(Detection examples)
──────────────────────────────
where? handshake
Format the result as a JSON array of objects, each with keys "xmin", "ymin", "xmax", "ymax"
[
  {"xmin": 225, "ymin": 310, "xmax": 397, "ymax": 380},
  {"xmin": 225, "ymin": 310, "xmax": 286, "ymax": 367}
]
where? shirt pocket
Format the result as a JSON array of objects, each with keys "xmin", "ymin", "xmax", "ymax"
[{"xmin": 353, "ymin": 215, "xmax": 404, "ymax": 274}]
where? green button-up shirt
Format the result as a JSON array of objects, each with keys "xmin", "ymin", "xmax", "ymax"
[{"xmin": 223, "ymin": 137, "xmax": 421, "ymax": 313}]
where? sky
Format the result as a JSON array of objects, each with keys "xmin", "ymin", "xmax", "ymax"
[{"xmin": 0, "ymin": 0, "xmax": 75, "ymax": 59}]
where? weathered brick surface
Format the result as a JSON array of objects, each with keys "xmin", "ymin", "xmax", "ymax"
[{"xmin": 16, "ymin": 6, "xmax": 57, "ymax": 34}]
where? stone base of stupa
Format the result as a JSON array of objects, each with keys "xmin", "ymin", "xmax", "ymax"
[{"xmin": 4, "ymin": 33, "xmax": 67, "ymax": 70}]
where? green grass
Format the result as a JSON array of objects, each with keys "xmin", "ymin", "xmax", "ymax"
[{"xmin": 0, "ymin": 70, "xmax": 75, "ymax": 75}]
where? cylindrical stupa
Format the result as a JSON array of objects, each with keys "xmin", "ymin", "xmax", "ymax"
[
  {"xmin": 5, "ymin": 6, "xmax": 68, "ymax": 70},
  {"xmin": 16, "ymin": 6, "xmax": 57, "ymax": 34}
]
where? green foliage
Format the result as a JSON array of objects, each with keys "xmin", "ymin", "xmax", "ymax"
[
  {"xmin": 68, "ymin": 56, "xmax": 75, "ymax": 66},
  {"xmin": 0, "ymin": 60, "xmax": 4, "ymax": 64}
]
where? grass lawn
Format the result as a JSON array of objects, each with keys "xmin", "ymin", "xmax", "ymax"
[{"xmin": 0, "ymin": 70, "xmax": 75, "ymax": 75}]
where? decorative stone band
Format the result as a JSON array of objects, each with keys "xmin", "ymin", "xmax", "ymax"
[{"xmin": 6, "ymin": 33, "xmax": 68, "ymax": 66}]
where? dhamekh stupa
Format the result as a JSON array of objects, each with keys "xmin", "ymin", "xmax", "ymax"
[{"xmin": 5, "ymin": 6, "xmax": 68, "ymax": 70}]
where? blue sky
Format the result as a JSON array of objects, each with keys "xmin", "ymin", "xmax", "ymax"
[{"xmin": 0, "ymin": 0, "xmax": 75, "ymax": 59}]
──────────────────────────────
EXERCISE DETAILS:
Can you print the whole listing above again, line for line, without changing anything?

EXERCISE ANSWER:
where? handshake
Format the result as a JSON array of objects, each with keys "xmin", "ymin", "xmax", "ymax"
[
  {"xmin": 225, "ymin": 310, "xmax": 397, "ymax": 380},
  {"xmin": 225, "ymin": 310, "xmax": 286, "ymax": 367}
]
where? shirt pocket
Format the result as a JSON array of objects, each with keys "xmin", "ymin", "xmax", "ymax"
[{"xmin": 353, "ymin": 215, "xmax": 404, "ymax": 274}]
where? green button-up shirt
Format the result as a JSON array of objects, each with keys "xmin", "ymin", "xmax", "ymax"
[{"xmin": 223, "ymin": 137, "xmax": 421, "ymax": 313}]
where? sky
Format the result as a JSON array of objects, each with keys "xmin", "ymin", "xmax", "ymax"
[{"xmin": 0, "ymin": 0, "xmax": 75, "ymax": 59}]
where? weathered brick surface
Format the result as a JSON array of objects, each with keys "xmin", "ymin", "xmax", "ymax"
[{"xmin": 16, "ymin": 6, "xmax": 57, "ymax": 34}]
where? stone base of stupa
Format the result as a JSON array of objects, each with keys "xmin", "ymin", "xmax", "ymax"
[{"xmin": 4, "ymin": 33, "xmax": 67, "ymax": 70}]
where? green grass
Format the result as a JSON array of objects, each with keys "xmin", "ymin", "xmax", "ymax"
[{"xmin": 0, "ymin": 70, "xmax": 75, "ymax": 75}]
where? cylindrical stupa
Format the result as a JSON array of objects, each with keys "xmin", "ymin", "xmax", "ymax"
[
  {"xmin": 5, "ymin": 6, "xmax": 68, "ymax": 70},
  {"xmin": 16, "ymin": 6, "xmax": 57, "ymax": 34}
]
where? green foliage
Format the result as a JSON array of objects, each with keys "xmin", "ymin", "xmax", "ymax"
[
  {"xmin": 68, "ymin": 56, "xmax": 75, "ymax": 66},
  {"xmin": 0, "ymin": 60, "xmax": 4, "ymax": 64}
]
where? grass lawn
Format the result as a JSON array of objects, each with keys "xmin", "ymin", "xmax", "ymax"
[{"xmin": 0, "ymin": 70, "xmax": 75, "ymax": 75}]
where? decorative stone band
Format the result as a JSON array of objects, each with keys "xmin", "ymin", "xmax", "ymax"
[{"xmin": 6, "ymin": 33, "xmax": 68, "ymax": 66}]
where? dhamekh stupa
Format the result as a JSON array of objects, each with keys "xmin", "ymin", "xmax", "ymax"
[{"xmin": 5, "ymin": 6, "xmax": 68, "ymax": 70}]
where? blue sky
Format the result as a JSON array of objects, each with keys "xmin", "ymin", "xmax", "ymax"
[{"xmin": 0, "ymin": 0, "xmax": 75, "ymax": 59}]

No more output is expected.